EXTRACTED MATERIAL:
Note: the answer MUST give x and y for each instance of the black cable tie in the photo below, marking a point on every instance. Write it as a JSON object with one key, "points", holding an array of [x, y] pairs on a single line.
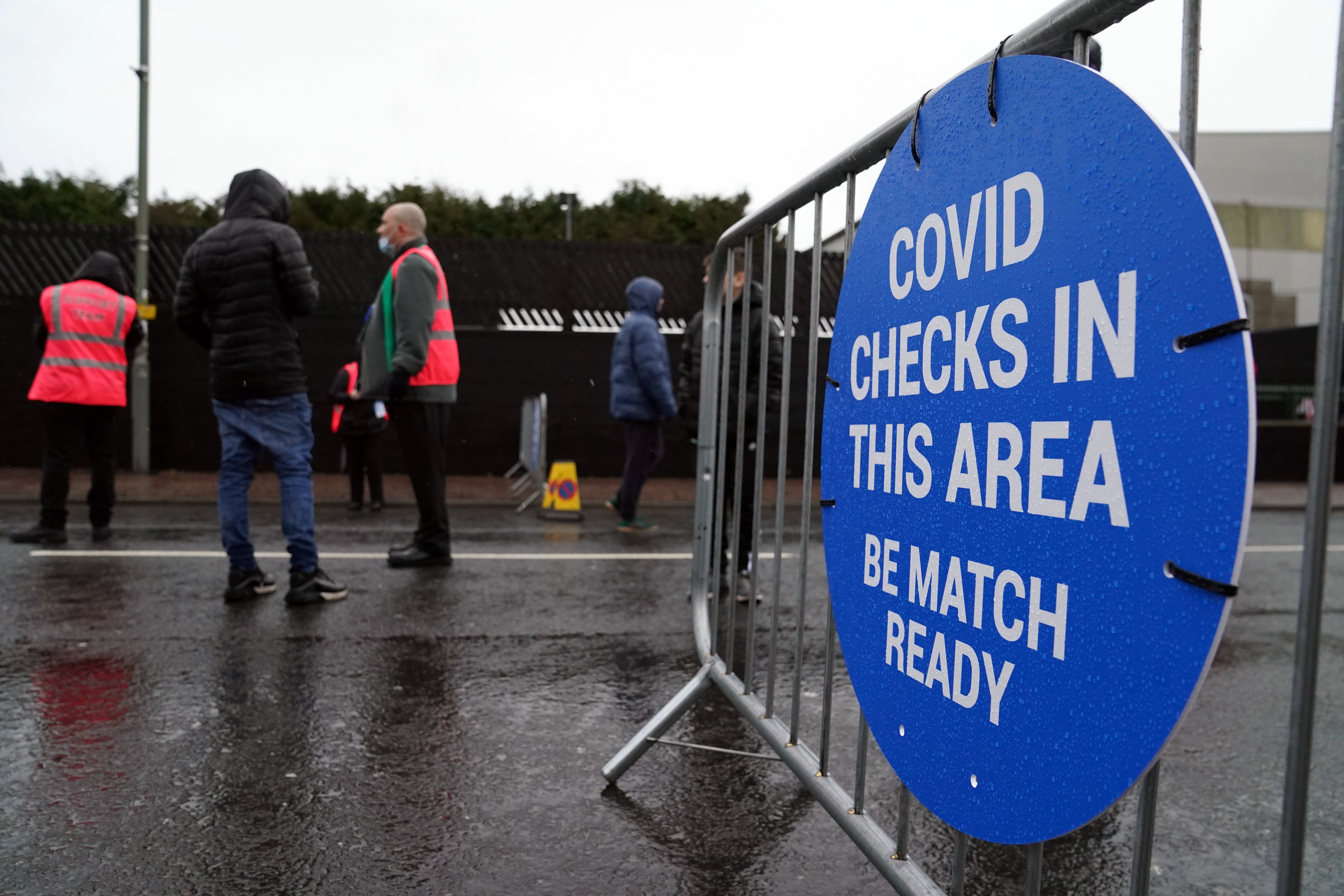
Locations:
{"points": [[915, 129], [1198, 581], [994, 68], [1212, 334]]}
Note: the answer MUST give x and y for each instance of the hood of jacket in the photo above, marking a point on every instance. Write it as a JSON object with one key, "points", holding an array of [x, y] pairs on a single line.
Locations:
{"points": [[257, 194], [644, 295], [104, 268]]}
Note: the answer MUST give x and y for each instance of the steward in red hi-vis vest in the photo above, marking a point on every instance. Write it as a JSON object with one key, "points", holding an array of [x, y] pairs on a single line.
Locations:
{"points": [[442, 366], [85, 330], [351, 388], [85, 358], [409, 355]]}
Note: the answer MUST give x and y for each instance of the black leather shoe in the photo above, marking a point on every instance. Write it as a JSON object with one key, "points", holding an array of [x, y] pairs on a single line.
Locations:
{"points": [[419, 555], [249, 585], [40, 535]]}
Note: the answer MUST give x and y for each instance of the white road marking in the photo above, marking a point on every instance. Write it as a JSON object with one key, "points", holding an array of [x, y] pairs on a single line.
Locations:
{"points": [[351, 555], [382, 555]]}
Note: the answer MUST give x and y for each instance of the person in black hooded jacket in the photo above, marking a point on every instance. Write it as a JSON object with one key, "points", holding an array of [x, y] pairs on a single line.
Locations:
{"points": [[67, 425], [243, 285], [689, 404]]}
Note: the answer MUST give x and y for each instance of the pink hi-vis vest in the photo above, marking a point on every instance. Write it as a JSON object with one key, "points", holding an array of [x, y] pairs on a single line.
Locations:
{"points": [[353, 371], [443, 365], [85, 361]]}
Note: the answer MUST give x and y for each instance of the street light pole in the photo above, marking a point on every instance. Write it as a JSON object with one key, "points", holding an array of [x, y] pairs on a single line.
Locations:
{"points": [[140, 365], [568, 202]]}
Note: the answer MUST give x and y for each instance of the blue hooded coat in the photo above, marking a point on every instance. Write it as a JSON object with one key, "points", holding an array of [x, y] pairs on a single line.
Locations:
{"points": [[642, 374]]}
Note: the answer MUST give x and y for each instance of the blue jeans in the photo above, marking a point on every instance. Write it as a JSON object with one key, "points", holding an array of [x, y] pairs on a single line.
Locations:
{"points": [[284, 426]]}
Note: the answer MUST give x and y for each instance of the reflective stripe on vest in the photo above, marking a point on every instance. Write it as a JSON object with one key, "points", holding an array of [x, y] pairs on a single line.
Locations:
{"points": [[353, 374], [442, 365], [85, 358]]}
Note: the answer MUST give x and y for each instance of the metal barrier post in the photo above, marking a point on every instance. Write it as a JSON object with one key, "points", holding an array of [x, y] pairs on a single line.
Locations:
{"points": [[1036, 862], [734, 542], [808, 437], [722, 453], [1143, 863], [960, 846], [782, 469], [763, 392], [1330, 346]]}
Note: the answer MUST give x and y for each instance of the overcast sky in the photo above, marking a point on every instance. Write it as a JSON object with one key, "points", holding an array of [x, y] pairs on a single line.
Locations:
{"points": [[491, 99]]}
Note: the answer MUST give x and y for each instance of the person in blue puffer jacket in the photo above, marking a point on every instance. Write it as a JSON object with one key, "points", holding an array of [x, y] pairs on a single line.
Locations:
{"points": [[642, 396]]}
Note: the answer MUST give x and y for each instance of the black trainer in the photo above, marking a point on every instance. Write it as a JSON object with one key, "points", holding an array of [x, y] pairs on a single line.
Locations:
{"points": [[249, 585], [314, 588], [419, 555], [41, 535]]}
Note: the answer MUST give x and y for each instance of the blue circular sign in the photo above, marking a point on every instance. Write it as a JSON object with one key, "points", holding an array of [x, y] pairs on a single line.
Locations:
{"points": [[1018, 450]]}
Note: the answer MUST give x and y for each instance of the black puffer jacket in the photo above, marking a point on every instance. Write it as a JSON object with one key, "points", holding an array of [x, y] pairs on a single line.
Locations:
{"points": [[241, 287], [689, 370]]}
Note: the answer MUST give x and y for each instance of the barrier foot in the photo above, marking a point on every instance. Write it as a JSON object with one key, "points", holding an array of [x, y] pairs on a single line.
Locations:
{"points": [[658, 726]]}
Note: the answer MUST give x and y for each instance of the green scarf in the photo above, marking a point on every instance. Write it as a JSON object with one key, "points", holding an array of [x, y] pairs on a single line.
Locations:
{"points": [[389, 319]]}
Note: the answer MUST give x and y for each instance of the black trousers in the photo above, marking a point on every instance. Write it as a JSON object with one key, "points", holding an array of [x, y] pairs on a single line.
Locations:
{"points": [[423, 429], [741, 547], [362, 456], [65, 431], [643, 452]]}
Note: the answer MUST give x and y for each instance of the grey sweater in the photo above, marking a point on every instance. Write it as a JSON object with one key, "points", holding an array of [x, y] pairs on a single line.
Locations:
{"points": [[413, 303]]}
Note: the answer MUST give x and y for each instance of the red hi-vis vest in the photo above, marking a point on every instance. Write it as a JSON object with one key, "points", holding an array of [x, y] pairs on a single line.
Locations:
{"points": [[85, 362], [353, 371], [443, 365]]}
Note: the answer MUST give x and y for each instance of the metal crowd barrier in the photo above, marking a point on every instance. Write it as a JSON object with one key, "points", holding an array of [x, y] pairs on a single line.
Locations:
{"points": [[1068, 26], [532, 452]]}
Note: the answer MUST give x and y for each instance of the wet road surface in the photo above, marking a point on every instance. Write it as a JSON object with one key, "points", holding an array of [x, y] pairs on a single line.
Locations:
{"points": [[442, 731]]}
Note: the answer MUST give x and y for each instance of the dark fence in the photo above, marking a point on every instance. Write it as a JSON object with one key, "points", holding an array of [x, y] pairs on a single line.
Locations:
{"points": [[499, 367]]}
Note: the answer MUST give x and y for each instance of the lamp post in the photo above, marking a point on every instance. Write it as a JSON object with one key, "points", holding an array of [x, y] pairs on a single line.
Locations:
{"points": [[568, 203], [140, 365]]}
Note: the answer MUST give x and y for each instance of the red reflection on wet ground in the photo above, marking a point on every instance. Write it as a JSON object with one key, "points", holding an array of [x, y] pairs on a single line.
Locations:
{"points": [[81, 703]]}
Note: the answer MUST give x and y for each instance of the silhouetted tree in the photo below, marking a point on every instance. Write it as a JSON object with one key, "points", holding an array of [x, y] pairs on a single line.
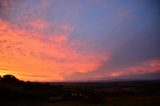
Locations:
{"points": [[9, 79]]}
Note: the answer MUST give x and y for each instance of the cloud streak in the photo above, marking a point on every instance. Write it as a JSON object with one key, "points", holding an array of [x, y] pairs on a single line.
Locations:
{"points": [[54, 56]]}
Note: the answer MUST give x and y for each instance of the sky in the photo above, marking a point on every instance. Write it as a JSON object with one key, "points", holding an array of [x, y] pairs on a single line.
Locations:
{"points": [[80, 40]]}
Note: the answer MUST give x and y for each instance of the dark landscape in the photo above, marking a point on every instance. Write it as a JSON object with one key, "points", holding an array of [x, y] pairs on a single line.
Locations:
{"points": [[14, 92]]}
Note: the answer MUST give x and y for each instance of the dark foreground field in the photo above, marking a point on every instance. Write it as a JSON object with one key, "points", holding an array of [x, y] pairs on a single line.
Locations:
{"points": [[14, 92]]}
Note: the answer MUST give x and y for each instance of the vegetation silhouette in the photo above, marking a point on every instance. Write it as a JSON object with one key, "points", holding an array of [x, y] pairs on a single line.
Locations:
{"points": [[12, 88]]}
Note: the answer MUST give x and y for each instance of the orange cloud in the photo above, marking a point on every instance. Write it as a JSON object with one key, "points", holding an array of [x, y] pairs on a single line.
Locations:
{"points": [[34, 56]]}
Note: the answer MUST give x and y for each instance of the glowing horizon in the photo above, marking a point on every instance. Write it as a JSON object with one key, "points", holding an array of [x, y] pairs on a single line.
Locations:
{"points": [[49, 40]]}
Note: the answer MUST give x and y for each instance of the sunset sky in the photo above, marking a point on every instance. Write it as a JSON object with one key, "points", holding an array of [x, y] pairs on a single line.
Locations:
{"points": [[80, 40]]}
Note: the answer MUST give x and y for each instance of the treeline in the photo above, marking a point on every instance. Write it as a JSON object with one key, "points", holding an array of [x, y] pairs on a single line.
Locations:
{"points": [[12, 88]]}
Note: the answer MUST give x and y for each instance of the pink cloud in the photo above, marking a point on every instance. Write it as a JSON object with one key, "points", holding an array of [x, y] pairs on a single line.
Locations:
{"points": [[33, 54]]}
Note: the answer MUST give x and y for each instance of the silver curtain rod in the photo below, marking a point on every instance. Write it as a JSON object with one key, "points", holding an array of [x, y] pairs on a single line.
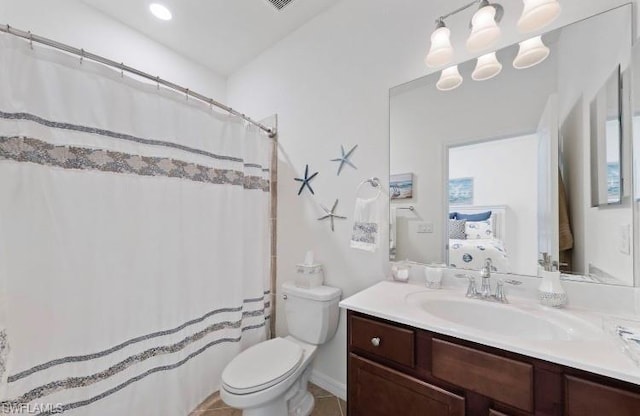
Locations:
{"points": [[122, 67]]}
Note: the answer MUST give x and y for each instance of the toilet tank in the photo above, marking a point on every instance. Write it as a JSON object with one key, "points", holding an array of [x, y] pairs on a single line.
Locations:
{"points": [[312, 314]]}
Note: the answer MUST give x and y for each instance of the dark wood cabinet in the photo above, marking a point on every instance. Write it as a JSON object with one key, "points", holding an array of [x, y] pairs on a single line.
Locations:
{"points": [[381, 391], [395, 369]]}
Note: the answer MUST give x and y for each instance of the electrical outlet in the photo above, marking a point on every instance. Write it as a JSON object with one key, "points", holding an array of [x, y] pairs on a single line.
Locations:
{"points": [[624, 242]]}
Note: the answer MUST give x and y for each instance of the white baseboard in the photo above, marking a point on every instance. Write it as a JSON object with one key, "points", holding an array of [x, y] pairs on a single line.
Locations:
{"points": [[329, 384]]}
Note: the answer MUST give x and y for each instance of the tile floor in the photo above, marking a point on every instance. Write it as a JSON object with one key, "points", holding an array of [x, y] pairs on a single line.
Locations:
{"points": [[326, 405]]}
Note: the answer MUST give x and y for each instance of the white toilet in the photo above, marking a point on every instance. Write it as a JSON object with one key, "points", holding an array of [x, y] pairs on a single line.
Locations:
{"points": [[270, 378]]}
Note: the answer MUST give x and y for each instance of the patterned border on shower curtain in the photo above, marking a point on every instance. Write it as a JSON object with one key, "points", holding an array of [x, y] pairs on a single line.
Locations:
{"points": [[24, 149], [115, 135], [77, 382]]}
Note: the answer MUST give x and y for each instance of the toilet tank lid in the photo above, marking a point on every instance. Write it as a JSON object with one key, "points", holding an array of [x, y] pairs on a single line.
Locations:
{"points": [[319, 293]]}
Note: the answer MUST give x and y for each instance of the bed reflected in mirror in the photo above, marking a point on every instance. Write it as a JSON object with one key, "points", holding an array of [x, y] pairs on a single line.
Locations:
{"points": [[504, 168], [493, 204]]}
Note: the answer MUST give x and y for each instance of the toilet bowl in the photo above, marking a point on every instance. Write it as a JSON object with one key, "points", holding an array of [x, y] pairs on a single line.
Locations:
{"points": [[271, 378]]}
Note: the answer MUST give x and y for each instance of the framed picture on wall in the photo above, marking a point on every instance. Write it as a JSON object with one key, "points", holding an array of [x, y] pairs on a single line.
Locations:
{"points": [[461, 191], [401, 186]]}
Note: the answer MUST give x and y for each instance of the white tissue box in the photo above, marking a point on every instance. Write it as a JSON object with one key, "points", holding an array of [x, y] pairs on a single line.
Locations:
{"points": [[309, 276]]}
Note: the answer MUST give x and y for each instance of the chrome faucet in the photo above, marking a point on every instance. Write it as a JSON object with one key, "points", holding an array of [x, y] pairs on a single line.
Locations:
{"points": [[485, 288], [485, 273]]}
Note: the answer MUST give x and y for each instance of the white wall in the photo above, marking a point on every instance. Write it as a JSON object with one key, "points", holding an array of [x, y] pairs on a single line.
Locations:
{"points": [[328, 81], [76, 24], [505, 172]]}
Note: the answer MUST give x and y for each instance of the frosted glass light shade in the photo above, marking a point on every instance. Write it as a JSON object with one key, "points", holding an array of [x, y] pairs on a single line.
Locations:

GOAL OF THE EXERCISE: Reproduce exactly the line that holds "the white wall", then every line after it, ending with the final line of the records above.

WRITTEN RESPONSE:
Note: the answer MUST give x and y for each instance of the white wall in the photo above, marking a point on every instance. Write it as a JSON object with one key, "points", holding an array of [x, y] pairs on a single line.
Locations:
{"points": [[328, 81], [76, 24], [505, 172]]}
Note: the answer MUST give x and y for each instance of the frosted glass light shade in the photo above, marking a point on every instance. Write it as a JSON object with one key, "points", holding an array of [x, y] pairs on a single line.
Locations:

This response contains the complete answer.